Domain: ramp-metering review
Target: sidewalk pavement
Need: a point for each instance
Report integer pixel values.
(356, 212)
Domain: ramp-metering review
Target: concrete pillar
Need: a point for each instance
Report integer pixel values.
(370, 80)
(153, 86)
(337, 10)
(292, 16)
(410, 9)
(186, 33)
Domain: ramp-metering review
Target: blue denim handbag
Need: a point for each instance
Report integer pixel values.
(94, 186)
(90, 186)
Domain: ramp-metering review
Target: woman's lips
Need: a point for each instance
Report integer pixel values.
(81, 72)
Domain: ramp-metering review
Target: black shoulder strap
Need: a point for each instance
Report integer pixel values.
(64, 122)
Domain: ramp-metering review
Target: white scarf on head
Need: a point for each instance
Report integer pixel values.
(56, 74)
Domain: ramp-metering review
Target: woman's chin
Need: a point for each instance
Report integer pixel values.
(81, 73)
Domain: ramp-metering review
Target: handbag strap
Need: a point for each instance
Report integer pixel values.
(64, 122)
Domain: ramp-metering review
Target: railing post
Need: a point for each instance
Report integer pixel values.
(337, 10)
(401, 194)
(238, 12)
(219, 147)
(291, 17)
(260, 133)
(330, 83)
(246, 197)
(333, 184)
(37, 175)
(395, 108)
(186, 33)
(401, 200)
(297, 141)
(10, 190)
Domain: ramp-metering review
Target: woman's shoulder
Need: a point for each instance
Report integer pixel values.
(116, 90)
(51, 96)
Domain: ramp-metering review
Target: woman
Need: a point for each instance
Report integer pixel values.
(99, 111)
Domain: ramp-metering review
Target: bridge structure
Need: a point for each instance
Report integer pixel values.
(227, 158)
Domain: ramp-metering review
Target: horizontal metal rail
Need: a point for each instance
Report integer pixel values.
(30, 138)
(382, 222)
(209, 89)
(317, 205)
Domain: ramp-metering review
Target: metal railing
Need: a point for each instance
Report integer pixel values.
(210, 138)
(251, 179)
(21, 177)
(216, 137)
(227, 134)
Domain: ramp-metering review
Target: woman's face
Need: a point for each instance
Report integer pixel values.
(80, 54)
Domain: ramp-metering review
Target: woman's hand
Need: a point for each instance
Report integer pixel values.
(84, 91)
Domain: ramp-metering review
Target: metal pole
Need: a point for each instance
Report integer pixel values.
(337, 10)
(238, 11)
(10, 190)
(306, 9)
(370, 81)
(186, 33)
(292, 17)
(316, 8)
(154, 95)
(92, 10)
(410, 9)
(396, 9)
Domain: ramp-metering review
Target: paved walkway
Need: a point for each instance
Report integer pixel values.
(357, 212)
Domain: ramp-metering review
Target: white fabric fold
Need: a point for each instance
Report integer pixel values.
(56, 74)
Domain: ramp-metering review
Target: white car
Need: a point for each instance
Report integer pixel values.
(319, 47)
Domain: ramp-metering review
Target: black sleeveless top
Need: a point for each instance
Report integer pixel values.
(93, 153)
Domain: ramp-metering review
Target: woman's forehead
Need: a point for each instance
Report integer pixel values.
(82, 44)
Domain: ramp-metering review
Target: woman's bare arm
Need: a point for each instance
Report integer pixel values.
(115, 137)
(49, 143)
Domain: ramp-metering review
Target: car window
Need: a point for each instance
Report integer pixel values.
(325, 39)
****************
→ **The problem**: Tally the lines in the records above that contain the word "shoulder", and give only that number.

→ **Result**: 2